* TEXT PASSAGE
..........

Order of primary key and unique key / index evaluation not deterministic

18 views
Skip to first unread message

Mark Rotteveel

unread,
Apr 27, 2024, 5:15:43 AMApr 27
to firebir...@googlegroups.com
While looking at this Stack Overflow question[1], I discovered that
evaluation of primary key, unique key and unique indexes is not
necessarily deterministic across backup and restore.

It seems that the evaluation order of indexes is determined by their
RDB$INDEX_ID (and not for example the sort order of names, like for
triggers with the same position), and this in turn affects which
violation fires first.

The use of RDB$INDEX_ID means that in a scenario where indexes are only
added, indexes are evaluated in their creation order. However, this goes
out the window as soon as indexes are dropped and added, as that means a
newer index can get a lower RDB$INDEX_ID, and thus if it is a unique
index, it might signal its violation before older indexes (like the one
backing a primary key)

In addition, the RDB$INDEX_ID is not preserved across backup and
restore, and neither is their order. Instead, indexes are recreated in
their physical storage order, which might be different from the original
RDB$INDEX_ID order. In other words, after a restore, a different
constraint or index might fire first compared to the original database.

Now these might seem like a minor concerns, but it can screw up your
application logic, if - as in the linked question - you expect the
primary key constraint to fire first, but now you get a unique index
violation.

The original problem of the question can - relatively - easily be fixed
by dropping both constraints/indexes and recreating them in the desired
order, but there is no guarantee that order survives the backup and
restore if the second constraint or index ends up earlier in physical
storage order.

I think that the restore should at least preserve the order of
RDB$INDEX_ID (not necessarily RDB$INDEX_ID itself). What do you think?

..........

[Rows from a dataset]
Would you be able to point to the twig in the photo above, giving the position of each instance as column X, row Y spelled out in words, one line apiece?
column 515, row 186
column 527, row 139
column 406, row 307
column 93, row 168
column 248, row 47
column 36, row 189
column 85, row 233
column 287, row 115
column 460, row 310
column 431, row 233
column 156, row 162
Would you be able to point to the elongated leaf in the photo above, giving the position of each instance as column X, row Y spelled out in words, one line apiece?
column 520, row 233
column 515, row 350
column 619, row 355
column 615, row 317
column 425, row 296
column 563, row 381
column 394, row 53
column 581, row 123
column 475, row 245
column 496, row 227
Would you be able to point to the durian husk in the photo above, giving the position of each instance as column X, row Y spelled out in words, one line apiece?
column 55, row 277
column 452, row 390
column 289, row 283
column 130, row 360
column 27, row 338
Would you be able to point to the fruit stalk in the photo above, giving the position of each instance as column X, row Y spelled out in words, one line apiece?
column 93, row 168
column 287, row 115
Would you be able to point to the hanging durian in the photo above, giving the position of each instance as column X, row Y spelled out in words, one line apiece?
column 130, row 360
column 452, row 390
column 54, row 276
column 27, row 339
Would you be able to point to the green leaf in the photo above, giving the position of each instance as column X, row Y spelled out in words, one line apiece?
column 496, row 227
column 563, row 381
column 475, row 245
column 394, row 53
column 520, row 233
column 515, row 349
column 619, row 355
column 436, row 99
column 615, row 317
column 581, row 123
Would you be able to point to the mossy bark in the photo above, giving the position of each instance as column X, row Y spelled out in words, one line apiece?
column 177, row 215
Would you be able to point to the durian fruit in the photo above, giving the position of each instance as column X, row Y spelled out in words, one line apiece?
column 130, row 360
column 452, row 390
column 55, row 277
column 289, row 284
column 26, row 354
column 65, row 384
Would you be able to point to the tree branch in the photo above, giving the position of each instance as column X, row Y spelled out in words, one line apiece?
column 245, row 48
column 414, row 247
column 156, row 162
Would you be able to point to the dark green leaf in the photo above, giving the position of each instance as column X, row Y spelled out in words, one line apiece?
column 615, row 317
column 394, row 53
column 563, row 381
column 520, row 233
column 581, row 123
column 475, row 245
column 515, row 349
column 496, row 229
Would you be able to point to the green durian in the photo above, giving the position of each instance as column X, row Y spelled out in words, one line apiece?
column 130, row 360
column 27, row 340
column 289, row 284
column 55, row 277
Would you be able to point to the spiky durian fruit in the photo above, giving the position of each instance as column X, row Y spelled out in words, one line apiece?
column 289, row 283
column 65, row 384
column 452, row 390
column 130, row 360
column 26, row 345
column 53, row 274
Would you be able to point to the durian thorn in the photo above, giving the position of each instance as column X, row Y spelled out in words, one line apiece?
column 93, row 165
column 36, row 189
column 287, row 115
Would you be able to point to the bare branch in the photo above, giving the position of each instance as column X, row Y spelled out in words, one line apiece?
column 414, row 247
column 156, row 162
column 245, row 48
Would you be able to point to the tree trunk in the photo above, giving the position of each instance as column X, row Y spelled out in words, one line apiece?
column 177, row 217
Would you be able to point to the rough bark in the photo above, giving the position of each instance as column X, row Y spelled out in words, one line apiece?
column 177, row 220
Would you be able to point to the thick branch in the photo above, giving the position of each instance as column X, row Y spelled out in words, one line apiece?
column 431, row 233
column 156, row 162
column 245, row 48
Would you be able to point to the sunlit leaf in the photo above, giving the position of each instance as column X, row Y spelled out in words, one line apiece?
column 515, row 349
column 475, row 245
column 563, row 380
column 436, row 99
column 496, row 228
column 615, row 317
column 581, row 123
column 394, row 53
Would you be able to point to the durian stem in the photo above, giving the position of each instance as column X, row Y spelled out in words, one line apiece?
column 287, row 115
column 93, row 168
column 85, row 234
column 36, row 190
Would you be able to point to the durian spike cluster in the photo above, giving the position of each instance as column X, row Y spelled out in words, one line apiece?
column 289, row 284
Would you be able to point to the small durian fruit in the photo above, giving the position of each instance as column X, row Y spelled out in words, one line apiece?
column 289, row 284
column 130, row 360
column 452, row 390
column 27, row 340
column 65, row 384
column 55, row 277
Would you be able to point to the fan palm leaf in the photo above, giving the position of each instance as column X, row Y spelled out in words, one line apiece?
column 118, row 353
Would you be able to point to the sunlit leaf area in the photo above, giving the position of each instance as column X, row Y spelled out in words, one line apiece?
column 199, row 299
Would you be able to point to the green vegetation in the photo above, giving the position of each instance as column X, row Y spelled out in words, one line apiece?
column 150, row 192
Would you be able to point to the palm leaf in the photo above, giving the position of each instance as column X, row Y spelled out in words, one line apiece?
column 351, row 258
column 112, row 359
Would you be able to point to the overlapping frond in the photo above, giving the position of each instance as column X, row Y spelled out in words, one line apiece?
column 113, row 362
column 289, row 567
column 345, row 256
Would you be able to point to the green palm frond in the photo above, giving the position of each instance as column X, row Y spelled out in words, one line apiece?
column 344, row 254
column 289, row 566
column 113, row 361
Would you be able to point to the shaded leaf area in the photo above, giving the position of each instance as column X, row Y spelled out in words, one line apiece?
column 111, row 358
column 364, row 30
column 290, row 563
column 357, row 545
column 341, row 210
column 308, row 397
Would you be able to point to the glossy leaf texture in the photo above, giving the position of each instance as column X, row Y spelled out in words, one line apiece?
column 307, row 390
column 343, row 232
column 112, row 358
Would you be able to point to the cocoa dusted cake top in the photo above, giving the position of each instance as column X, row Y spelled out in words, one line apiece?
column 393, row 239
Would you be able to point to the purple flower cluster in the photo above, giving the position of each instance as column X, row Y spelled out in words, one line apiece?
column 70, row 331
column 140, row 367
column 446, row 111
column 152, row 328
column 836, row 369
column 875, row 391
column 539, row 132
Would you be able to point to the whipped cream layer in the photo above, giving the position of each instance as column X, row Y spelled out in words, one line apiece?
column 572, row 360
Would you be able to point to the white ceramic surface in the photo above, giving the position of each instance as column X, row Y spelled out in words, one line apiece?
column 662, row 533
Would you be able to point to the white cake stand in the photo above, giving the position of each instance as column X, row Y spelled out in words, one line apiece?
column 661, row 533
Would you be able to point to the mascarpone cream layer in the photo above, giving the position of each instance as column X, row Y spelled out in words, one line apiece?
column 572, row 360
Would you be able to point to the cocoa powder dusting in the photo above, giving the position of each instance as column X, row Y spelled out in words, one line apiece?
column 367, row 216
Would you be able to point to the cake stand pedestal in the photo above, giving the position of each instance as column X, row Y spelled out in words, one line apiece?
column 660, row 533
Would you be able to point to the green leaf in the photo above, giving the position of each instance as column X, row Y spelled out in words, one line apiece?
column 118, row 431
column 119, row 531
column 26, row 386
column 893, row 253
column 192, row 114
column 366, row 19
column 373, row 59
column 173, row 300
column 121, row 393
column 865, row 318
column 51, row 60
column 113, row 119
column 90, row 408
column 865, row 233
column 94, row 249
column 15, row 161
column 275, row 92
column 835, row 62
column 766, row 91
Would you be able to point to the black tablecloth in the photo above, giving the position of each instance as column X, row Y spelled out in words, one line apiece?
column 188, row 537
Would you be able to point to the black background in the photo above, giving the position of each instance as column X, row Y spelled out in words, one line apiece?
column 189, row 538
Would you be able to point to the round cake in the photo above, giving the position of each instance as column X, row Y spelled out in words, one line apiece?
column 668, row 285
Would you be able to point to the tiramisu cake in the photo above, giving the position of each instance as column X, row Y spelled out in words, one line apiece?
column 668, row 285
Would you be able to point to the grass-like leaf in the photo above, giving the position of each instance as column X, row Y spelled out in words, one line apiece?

..........

* SET OF TASKS
a – Rewrite the post on index evaluation order from "Now these might" to "do you think?", replacing "application logic" with "program logic".
b – Answer these questions from the post on index evaluation order:
(i) What value seems to set the order in which indexes are evaluated?
(ii) In what order are indexes recreated during a restore?
(iii) Which constraint does the linked question expect to fire first?

* TASK SOLUTIONS
a –
Now these might seem like a minor concerns, but it can screw up your
program logic, if - as in the linked question - you expect the
primary key constraint to fire first, but now you get a unique index
violation.

The original problem of the question can - relatively - easily be fixed
by dropping both constraints/indexes and recreating them in the desired
order, but there is no guarantee that order survives the backup and
restore if the second constraint or index ends up earlier in physical
storage order.

I think that the restore should at least preserve the order of
RDB$INDEX_ID (not necessarily RDB$INDEX_ID itself). What do you think?

b –
(i) RDB$INDEX_ID
(ii) In their physical storage order
(iii) The primary key constraint